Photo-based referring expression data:
+ + +

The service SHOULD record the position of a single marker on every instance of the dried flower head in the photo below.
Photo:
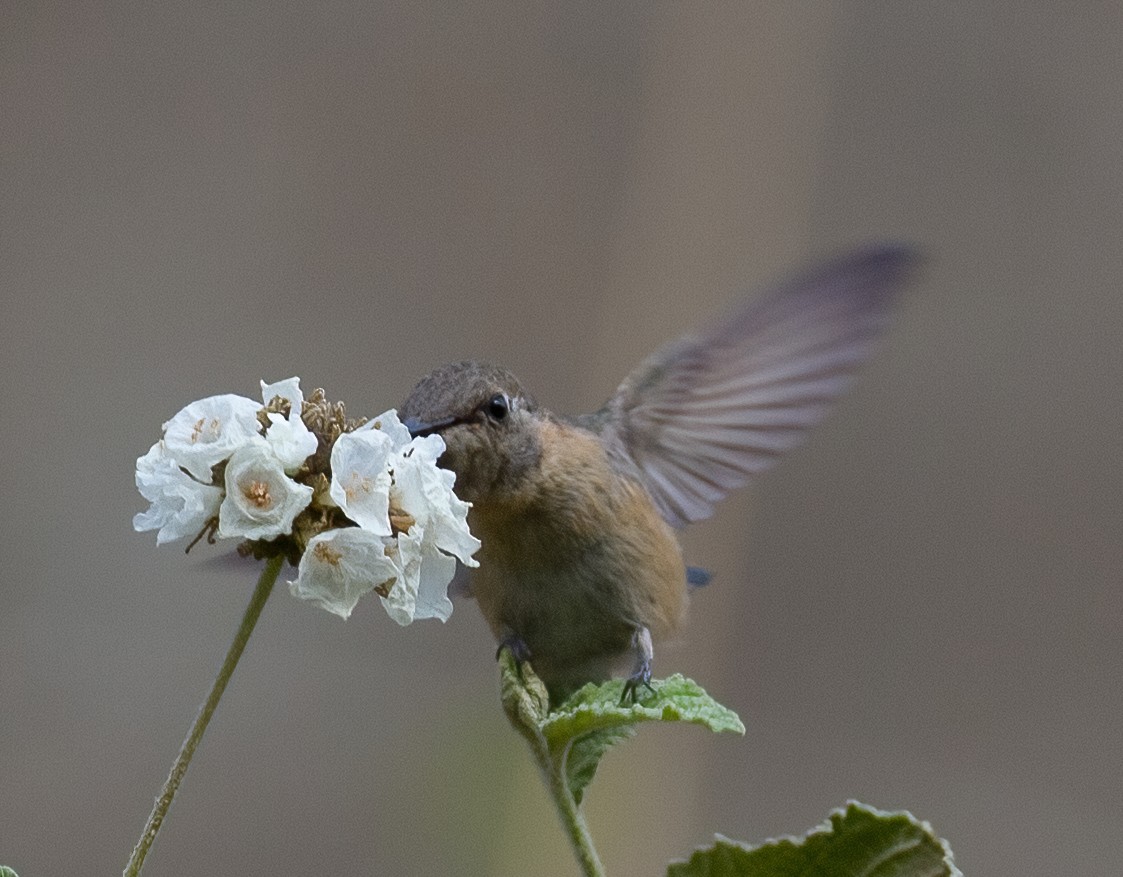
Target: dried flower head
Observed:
(356, 505)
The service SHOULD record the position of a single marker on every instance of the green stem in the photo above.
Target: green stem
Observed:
(180, 767)
(573, 820)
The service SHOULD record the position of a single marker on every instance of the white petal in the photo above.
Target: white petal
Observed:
(389, 423)
(180, 504)
(289, 390)
(291, 441)
(426, 492)
(261, 500)
(421, 590)
(210, 430)
(339, 566)
(361, 478)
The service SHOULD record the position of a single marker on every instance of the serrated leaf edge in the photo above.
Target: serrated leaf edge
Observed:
(828, 828)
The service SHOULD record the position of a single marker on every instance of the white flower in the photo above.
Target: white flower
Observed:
(361, 478)
(339, 566)
(392, 426)
(289, 390)
(425, 491)
(261, 500)
(210, 430)
(421, 588)
(180, 504)
(292, 441)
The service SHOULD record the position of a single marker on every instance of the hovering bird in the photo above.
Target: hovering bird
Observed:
(581, 567)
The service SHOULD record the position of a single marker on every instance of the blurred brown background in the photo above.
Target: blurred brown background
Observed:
(920, 609)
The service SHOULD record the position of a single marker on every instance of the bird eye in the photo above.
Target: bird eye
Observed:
(499, 405)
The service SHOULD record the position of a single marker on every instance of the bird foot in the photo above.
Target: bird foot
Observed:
(640, 676)
(517, 646)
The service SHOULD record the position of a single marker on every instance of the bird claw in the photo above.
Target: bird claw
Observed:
(641, 676)
(517, 646)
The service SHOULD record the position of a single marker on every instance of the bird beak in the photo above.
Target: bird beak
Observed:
(422, 428)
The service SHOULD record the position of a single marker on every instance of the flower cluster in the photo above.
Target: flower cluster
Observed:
(357, 505)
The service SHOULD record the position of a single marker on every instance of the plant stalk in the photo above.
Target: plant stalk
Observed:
(573, 820)
(265, 583)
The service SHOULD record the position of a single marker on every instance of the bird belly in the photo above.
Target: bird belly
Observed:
(574, 573)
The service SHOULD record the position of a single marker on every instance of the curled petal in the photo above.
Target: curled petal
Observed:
(210, 430)
(261, 500)
(289, 390)
(389, 423)
(423, 573)
(339, 566)
(180, 504)
(361, 478)
(425, 491)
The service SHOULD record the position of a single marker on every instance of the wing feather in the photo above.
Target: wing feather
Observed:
(712, 410)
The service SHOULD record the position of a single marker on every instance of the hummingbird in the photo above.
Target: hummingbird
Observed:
(580, 567)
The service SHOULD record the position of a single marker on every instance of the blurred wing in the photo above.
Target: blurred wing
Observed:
(708, 412)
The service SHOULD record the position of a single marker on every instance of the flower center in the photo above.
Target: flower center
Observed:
(325, 554)
(257, 492)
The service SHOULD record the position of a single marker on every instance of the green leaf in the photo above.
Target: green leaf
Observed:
(585, 754)
(858, 841)
(577, 733)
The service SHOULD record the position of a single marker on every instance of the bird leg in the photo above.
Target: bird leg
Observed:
(518, 646)
(641, 669)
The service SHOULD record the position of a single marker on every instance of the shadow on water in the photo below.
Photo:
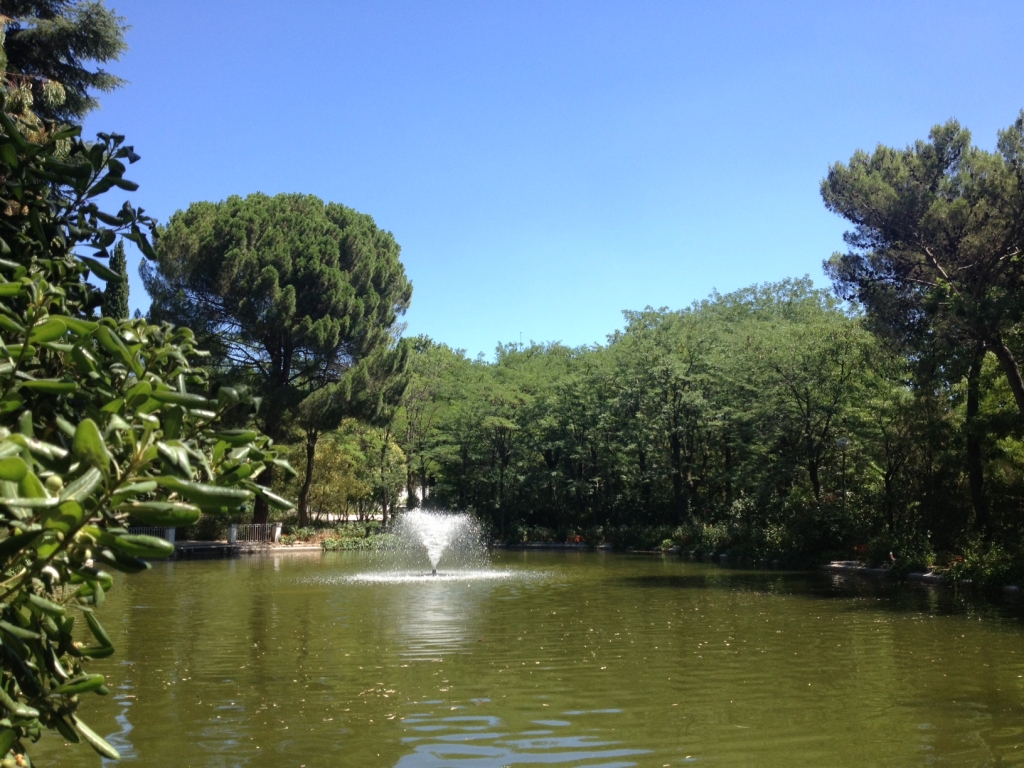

+ + +

Problem details — Lines containing the word "serrated" in the entries above should be counted, and only that number given.

Response to this exercise — 2